### Point placement records
▼

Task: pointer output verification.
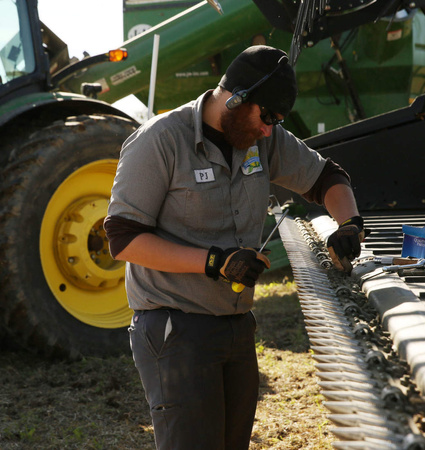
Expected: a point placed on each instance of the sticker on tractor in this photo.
(394, 35)
(125, 75)
(104, 84)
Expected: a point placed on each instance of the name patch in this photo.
(204, 175)
(251, 163)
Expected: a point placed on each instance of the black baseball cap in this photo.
(277, 93)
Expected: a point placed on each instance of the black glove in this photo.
(241, 265)
(344, 243)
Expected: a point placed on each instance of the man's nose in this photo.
(267, 130)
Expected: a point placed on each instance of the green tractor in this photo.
(61, 292)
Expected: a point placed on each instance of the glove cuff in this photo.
(355, 220)
(213, 264)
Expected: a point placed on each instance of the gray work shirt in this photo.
(172, 178)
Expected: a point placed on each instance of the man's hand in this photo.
(239, 265)
(344, 243)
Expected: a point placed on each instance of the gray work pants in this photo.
(200, 377)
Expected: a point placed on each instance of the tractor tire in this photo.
(62, 295)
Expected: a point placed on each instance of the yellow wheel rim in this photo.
(75, 258)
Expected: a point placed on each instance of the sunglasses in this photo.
(268, 117)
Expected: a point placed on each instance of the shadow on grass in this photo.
(280, 322)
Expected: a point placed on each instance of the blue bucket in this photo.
(413, 242)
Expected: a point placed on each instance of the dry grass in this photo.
(99, 403)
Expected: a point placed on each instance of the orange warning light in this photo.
(117, 55)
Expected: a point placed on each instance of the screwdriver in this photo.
(239, 287)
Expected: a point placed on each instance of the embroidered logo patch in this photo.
(251, 163)
(204, 175)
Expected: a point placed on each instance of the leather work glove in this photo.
(344, 243)
(239, 265)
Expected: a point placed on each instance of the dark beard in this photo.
(237, 129)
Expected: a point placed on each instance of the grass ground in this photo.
(99, 403)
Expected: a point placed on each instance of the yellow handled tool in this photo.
(239, 287)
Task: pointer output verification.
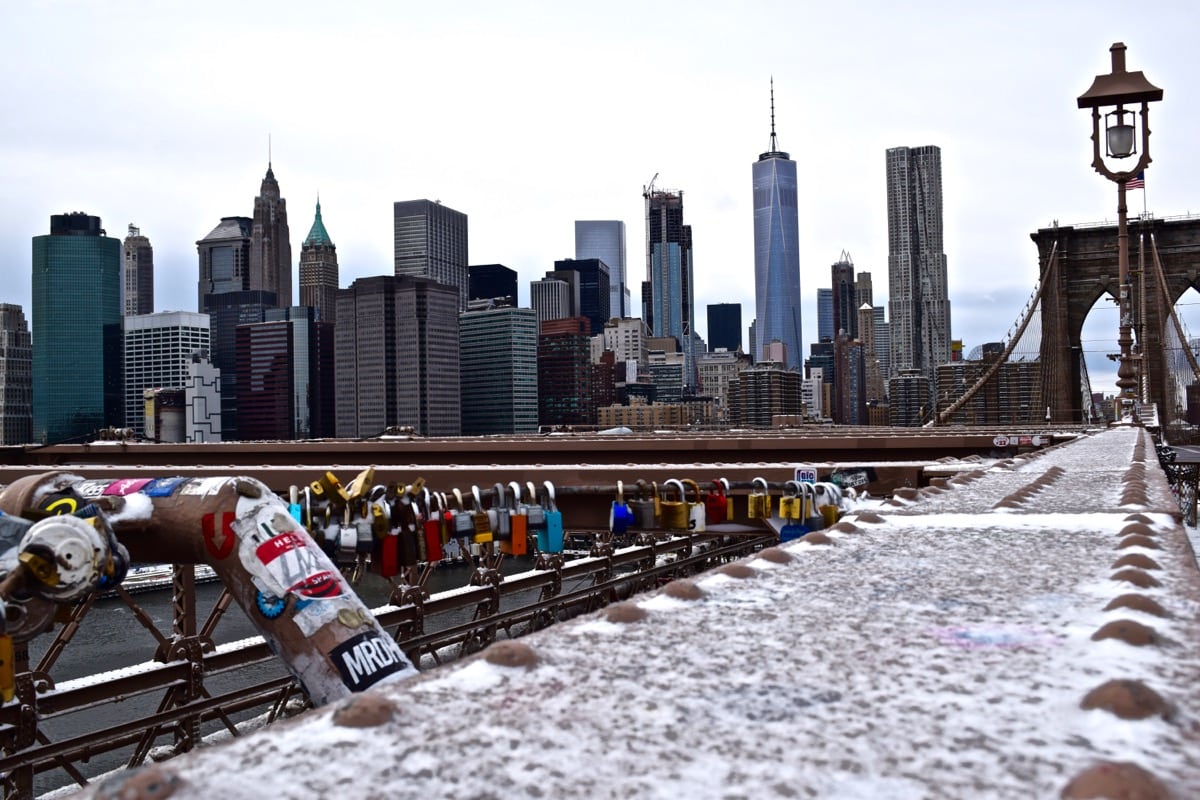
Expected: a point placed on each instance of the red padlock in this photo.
(719, 504)
(432, 529)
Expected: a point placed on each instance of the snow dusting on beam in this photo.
(941, 645)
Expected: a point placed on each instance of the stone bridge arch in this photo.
(1085, 271)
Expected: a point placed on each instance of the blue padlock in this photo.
(621, 517)
(550, 539)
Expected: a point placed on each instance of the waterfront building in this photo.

▲

### DO THIS
Reproduce, with no changes, the part of the material that starts at the line containing "Expected: a point placed on each instance of the blue padlock" and runs through the end of the material, including both ends.

### REPLY TO THE EXERCISE
Expected: a point placed on each instance of the blue padlock in this photo.
(621, 517)
(550, 539)
Expected: a point placed on each instance of the waterfront building in this photo.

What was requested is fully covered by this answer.